**Tarefa a realizar:**
No texto sobre as críticas de Temporão à saúde, explique por que ele vê como problema o monopólio médico sobre as práticas profissionais. Responda em uma ou duas frases.

**Texto do documento:**
►

O pesquisador também citou setores onde não houve avanços. “Não
conseguimos construir redes integradas humanizadas, há muitas
desigualdades entre regiões e classes sociais, há muita hipocrisia,
machismo, intolerância e preconceito em relação aos direitos sexuais e
reprodutivos, o aborto é uma das maiores causas de mortalidade materna, a
violência contra a mulher, a violência que mata os jovens negros da
periferia, os acidentes de trânsito”. Temporão também destacou a questão
do financiamento, enfatizando que menos da metade do gasto total é
público, situação bem diferente de outros países com sistemas
universais, como a Inglaterra. Outro ponto por ele destacado foi a
abertura ao capital estrangeiro, elemento facilitador e que reforça a
‘financeirização’ da saúde.
Temporão afirmou ainda que é preciso repensar outras políticas e
novos modelos de gestão, extremamente partidarizada e com um excessivo
número de cargos de confiança. “Hoje há hegemonia das Organizações
Sociais (OS), fragmentação, terceirização e precarização do trabalho. Há
monopólio médico sobre as práticas profissionais em saúde, impedindo
que outras categorias, como os enfermeiros, pudessem assumir mais
atividades”.

◄

**Dados extraídos:**
►

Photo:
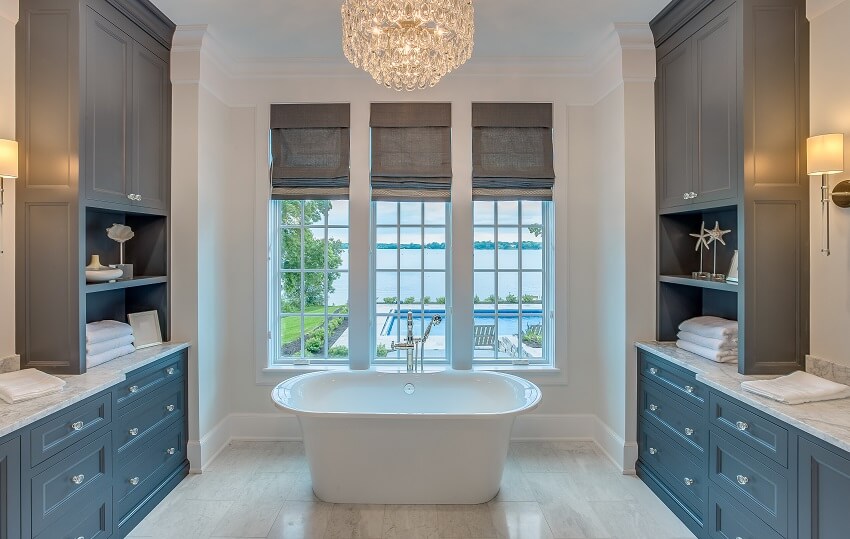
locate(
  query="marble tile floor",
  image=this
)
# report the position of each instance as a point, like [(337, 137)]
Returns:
[(549, 490)]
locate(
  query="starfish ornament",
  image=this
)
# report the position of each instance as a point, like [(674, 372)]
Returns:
[(703, 238), (716, 234)]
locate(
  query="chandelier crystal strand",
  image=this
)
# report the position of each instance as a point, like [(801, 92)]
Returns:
[(407, 44)]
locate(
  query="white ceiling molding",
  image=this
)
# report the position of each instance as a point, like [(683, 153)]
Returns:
[(816, 8)]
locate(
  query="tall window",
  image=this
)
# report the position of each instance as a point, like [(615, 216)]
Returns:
[(411, 258), (512, 281), (310, 238)]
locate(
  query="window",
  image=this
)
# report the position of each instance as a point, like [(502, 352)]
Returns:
[(310, 260), (512, 282), (410, 261)]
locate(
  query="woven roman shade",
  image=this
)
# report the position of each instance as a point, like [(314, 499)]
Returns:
[(512, 151), (310, 151), (411, 151)]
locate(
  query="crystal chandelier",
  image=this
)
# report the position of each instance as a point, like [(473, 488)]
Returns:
[(407, 44)]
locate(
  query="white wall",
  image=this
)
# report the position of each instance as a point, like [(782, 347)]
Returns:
[(8, 19), (830, 113)]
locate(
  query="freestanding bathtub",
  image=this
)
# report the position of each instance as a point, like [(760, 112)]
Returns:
[(396, 438)]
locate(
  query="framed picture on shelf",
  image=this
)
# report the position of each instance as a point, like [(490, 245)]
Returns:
[(146, 330), (732, 276)]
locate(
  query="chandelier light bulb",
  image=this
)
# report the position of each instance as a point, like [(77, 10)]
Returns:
[(407, 45)]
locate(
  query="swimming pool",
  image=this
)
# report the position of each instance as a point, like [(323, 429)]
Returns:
[(509, 322)]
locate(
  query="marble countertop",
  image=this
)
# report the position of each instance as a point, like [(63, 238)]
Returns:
[(80, 387), (828, 421)]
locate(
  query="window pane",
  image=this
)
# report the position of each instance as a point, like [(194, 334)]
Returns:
[(483, 212), (508, 212), (508, 242), (411, 213)]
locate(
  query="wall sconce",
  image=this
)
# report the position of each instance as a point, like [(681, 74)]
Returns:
[(825, 157), (8, 169)]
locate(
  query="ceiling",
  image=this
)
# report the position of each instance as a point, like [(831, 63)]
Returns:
[(288, 29)]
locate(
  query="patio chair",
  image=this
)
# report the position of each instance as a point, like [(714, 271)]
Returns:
[(484, 337)]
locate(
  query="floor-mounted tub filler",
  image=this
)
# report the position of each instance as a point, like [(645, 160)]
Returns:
[(396, 438)]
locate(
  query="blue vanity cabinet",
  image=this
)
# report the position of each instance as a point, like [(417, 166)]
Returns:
[(824, 491), (10, 489)]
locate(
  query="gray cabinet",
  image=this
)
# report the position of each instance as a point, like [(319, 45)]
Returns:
[(10, 489), (824, 490)]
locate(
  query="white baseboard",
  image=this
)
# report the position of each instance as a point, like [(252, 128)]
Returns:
[(285, 427)]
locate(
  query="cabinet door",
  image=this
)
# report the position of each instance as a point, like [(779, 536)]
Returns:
[(824, 484), (107, 91), (715, 56), (10, 489), (151, 129), (674, 90)]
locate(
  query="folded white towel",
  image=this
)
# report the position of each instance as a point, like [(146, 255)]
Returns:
[(96, 359), (106, 330), (710, 326), (93, 349), (729, 343), (28, 384), (797, 388), (720, 356)]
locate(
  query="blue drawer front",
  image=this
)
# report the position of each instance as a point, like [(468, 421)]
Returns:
[(681, 382), (674, 418), (51, 437), (728, 520), (145, 381), (751, 428), (759, 487), (69, 484)]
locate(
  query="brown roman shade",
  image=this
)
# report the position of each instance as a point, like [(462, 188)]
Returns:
[(310, 151), (512, 151), (411, 151)]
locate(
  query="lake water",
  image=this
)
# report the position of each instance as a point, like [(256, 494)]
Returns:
[(389, 285)]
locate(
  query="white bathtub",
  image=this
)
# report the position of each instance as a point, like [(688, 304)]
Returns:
[(369, 439)]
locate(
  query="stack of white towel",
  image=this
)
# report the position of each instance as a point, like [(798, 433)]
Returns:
[(107, 340), (28, 384), (710, 337)]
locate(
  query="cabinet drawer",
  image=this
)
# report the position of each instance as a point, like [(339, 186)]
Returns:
[(94, 522), (53, 436), (144, 421), (674, 417), (728, 520), (750, 480), (156, 460), (69, 484), (751, 428), (675, 466), (147, 380), (679, 381)]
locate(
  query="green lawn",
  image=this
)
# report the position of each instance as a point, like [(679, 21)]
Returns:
[(290, 328)]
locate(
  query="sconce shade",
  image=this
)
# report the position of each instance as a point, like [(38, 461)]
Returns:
[(825, 154), (8, 158)]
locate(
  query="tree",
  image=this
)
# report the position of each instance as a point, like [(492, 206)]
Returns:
[(313, 289)]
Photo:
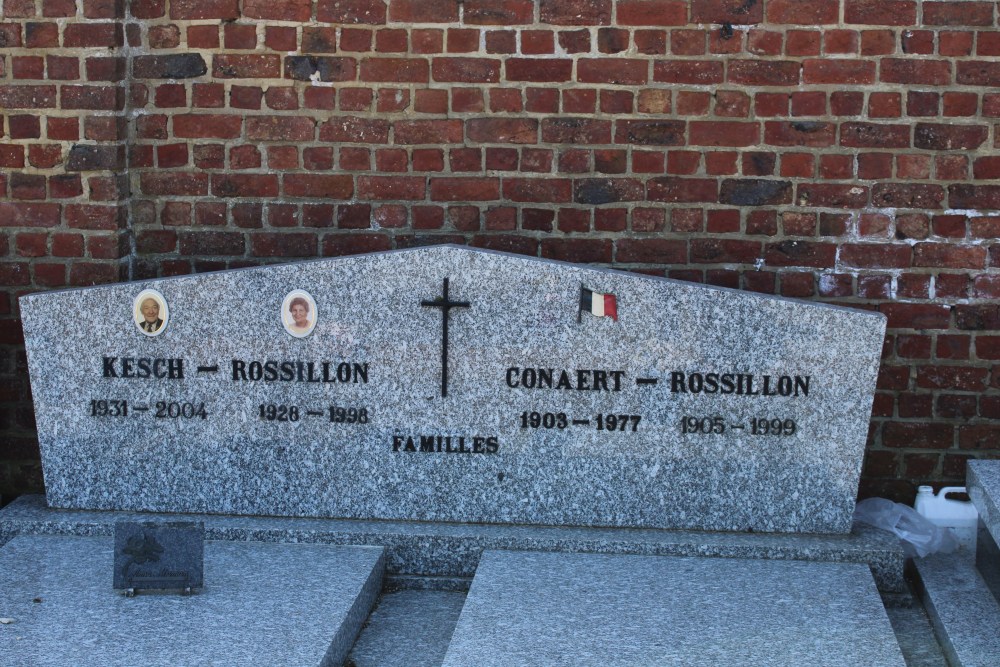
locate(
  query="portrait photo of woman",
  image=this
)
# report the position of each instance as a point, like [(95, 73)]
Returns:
[(298, 313)]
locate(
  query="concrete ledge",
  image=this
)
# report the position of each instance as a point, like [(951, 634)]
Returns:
[(964, 613), (267, 605), (453, 550), (585, 610)]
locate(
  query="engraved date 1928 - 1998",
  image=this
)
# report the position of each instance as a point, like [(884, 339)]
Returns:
[(717, 425), (337, 414)]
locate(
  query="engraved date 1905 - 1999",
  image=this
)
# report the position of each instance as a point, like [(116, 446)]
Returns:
[(717, 425)]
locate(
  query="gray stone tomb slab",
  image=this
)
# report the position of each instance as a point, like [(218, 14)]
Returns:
[(586, 609), (695, 408), (262, 605)]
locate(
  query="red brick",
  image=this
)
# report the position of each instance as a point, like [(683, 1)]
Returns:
[(423, 11), (874, 135), (959, 13), (491, 12), (906, 195), (575, 12), (197, 126), (192, 10), (278, 10), (881, 12), (652, 12), (404, 70), (244, 185), (351, 11), (875, 256), (764, 72), (280, 128), (624, 71), (246, 66), (466, 70), (93, 35), (838, 71), (696, 72), (682, 190), (802, 12), (943, 255)]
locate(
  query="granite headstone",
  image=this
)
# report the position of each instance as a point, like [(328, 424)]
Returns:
[(450, 384)]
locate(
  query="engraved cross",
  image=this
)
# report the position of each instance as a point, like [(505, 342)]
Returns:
[(445, 304)]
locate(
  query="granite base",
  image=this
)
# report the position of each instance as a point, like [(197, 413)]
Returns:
[(448, 550), (589, 609), (262, 605)]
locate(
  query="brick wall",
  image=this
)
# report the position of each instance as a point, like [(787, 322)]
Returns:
[(840, 151)]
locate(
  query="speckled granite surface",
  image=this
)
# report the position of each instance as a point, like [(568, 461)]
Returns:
[(453, 550), (262, 605), (965, 614), (584, 609), (227, 440), (408, 629), (983, 483)]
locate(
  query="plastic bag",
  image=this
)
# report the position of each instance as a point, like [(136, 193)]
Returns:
[(920, 537)]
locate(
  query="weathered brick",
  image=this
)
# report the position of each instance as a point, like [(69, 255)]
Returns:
[(199, 126), (502, 130), (246, 66), (580, 130), (696, 72), (575, 12), (908, 195), (174, 66), (918, 72), (278, 10), (88, 157), (622, 71), (682, 190), (245, 185), (874, 135), (597, 191), (652, 13), (881, 12), (327, 68), (539, 70), (466, 70), (802, 12), (650, 132), (194, 10), (755, 192), (403, 70), (764, 72), (959, 13), (280, 128), (320, 186), (814, 134)]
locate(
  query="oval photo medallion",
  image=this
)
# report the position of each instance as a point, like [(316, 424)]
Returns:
[(150, 312), (298, 313)]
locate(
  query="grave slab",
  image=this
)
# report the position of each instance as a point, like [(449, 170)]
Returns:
[(586, 609), (965, 614), (457, 385), (434, 550), (983, 485), (262, 604)]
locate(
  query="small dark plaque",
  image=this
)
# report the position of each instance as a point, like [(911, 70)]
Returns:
[(159, 557)]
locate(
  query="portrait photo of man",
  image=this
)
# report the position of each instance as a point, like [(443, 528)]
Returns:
[(150, 312)]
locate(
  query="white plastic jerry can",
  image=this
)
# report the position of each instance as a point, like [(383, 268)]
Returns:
[(959, 515)]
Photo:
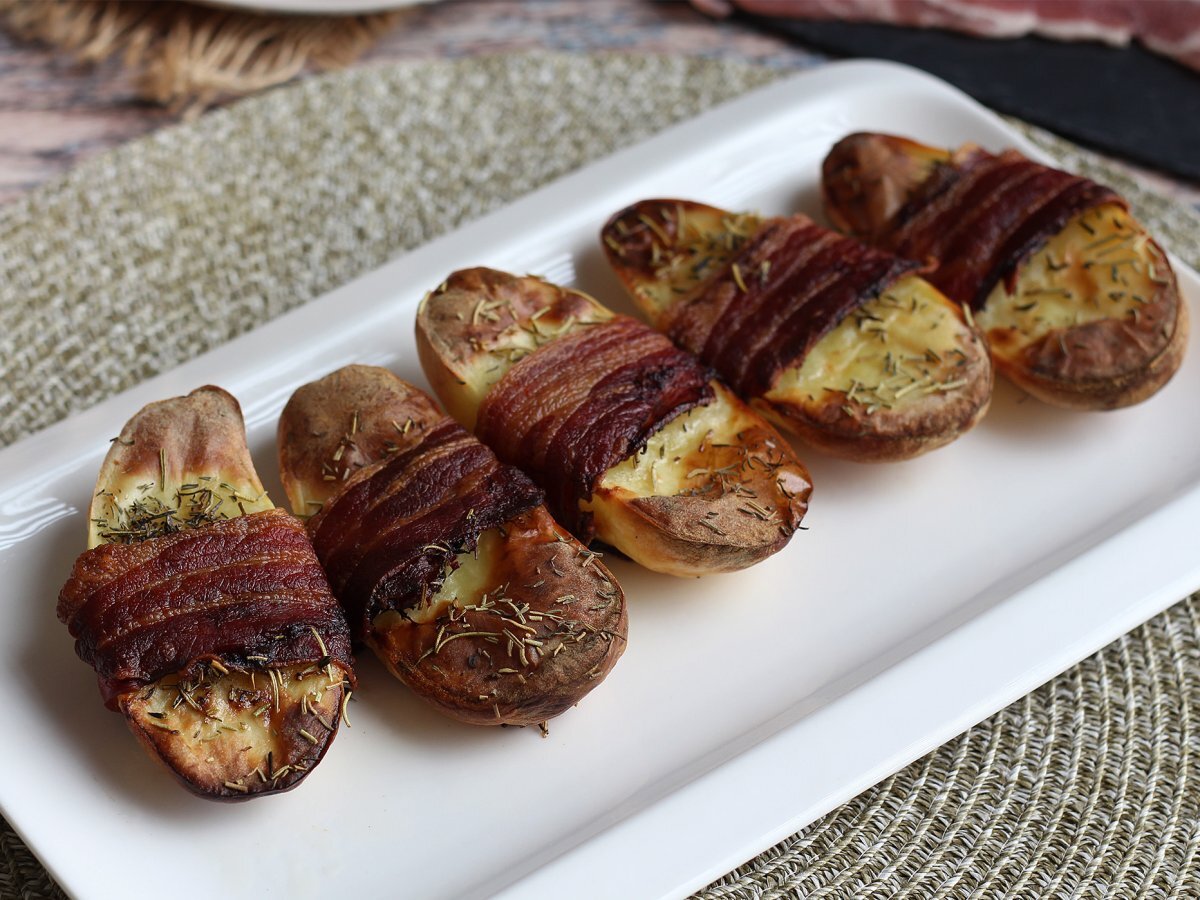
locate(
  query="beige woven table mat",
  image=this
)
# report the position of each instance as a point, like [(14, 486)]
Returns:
[(174, 244)]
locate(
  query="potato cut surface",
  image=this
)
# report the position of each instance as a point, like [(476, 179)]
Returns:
[(899, 376), (179, 465), (240, 733), (717, 489), (521, 628), (1101, 265)]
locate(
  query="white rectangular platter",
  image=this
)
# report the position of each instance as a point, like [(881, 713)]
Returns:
[(924, 597)]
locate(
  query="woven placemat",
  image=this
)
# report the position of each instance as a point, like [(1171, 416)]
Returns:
[(174, 244)]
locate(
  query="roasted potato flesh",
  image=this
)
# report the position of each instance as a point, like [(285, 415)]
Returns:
[(1096, 303), (676, 513), (226, 733), (1091, 321), (520, 629), (901, 375)]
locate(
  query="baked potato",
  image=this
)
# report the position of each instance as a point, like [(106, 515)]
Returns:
[(891, 371), (1078, 303), (691, 487), (513, 621), (184, 544)]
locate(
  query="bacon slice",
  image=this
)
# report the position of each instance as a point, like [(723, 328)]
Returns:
[(391, 535), (1171, 29), (982, 215), (247, 591), (586, 401), (787, 288)]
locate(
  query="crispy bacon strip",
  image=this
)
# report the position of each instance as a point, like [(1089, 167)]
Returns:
[(391, 535), (982, 215), (790, 286), (586, 401), (246, 589)]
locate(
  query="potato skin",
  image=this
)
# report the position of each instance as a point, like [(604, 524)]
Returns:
[(685, 533), (483, 683), (271, 756), (342, 423), (1097, 365), (360, 414), (165, 445), (1109, 364), (654, 264)]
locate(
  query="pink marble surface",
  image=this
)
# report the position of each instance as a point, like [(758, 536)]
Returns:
[(54, 113)]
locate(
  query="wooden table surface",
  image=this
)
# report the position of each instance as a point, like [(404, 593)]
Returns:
[(54, 113)]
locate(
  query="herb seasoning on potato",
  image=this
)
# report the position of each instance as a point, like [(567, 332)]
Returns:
[(841, 345), (1077, 300), (203, 609), (445, 559), (634, 441)]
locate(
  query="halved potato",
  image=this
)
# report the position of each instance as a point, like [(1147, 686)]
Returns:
[(1091, 319), (523, 624), (901, 375), (717, 489), (227, 729)]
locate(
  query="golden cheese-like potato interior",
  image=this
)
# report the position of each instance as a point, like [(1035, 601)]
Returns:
[(888, 354), (1101, 265)]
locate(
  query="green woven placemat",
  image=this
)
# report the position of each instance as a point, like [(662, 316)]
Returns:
[(174, 244)]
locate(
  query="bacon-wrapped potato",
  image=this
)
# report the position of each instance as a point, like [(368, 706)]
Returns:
[(447, 562), (837, 342), (634, 442), (1078, 303), (204, 610)]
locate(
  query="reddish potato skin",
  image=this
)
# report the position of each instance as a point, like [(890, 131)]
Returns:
[(1108, 364), (364, 413)]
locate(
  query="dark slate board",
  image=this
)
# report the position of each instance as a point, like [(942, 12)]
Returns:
[(1123, 101)]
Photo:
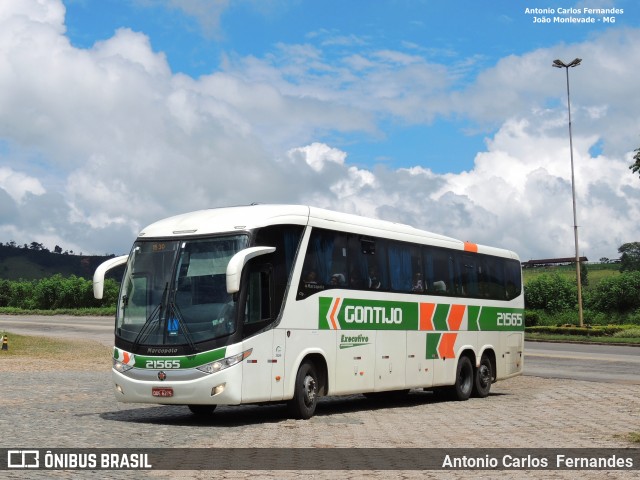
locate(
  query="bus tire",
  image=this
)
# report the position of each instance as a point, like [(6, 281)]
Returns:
[(461, 390), (483, 378), (202, 410), (305, 394)]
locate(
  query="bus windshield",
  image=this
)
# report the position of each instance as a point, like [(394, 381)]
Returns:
[(174, 292)]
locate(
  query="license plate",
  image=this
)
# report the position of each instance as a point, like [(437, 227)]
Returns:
[(162, 392)]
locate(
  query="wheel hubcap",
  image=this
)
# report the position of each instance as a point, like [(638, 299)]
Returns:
[(309, 390), (485, 377)]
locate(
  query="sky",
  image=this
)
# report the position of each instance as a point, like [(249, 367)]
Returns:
[(447, 116)]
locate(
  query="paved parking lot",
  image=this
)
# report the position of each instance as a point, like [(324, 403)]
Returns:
[(73, 409)]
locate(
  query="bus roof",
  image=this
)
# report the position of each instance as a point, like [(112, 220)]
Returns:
[(244, 218)]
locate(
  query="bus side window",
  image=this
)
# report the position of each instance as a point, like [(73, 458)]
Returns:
[(258, 309)]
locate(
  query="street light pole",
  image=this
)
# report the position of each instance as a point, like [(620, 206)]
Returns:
[(561, 64)]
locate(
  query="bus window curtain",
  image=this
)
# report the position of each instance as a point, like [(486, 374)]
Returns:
[(291, 239), (323, 252), (400, 269)]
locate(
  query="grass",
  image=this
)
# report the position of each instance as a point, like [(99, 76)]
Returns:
[(595, 272), (552, 337), (25, 351), (76, 312)]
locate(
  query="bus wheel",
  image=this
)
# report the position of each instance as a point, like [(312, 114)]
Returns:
[(202, 410), (463, 387), (305, 394), (484, 377)]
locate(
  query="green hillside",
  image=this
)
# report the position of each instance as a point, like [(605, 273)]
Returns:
[(18, 263), (595, 272)]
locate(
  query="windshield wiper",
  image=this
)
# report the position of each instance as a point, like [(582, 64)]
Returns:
[(145, 330), (173, 308)]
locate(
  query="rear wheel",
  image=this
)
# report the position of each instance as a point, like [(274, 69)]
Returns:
[(463, 387), (202, 410), (483, 378), (305, 394)]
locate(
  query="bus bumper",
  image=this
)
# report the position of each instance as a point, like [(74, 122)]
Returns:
[(221, 388)]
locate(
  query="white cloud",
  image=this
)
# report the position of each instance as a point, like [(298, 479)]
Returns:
[(102, 141), (18, 184)]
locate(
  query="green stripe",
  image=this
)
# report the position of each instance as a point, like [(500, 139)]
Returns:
[(186, 361), (432, 345), (440, 316)]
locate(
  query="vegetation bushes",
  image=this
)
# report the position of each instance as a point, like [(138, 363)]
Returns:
[(54, 293), (551, 299)]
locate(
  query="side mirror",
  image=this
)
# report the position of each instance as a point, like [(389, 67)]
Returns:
[(237, 263), (98, 276)]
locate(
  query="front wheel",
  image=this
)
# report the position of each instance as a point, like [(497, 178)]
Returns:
[(463, 387), (483, 378), (305, 394)]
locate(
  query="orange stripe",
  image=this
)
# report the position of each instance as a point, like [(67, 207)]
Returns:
[(336, 306), (470, 247), (426, 316), (447, 342), (455, 317)]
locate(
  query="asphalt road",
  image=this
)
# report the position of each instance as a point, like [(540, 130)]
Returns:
[(598, 363)]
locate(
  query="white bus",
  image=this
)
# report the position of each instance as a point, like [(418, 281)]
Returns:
[(276, 303)]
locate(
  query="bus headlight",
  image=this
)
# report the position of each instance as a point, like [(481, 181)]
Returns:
[(120, 367), (218, 365)]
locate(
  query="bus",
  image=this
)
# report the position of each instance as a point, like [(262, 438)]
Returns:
[(289, 303)]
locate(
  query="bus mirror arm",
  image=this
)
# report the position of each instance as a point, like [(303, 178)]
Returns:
[(237, 263), (98, 276)]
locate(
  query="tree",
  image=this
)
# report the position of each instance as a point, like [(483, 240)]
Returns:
[(635, 167), (630, 256)]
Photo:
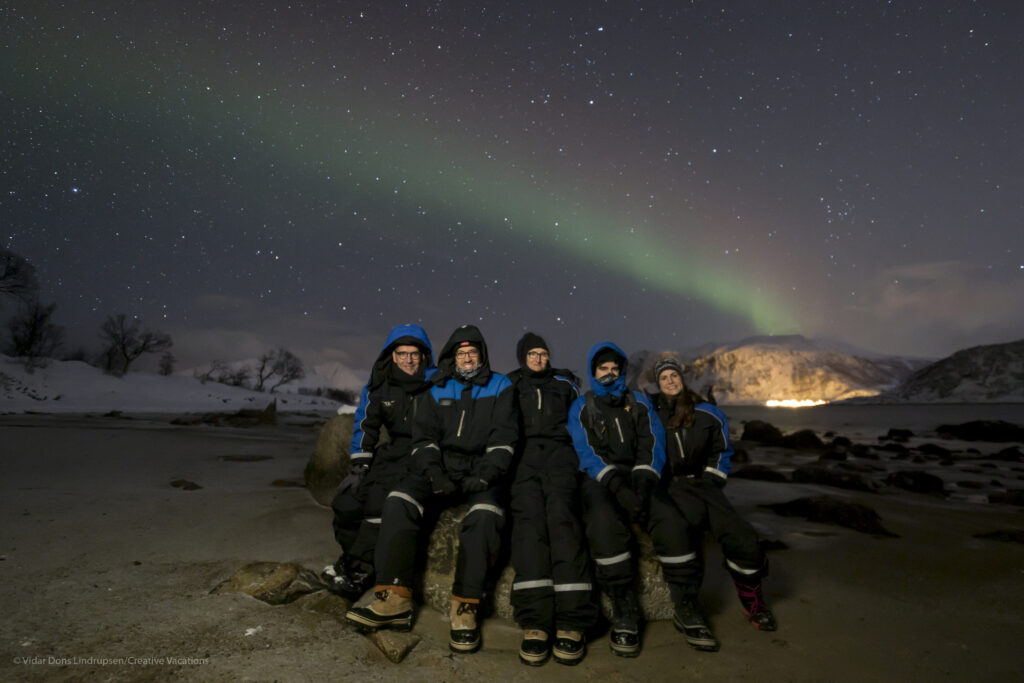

◄

**Sua resposta:**
Segundo Temporão, esse monopólio impede que outras categorias profissionais, como os enfermeiros, assumam mais atividades.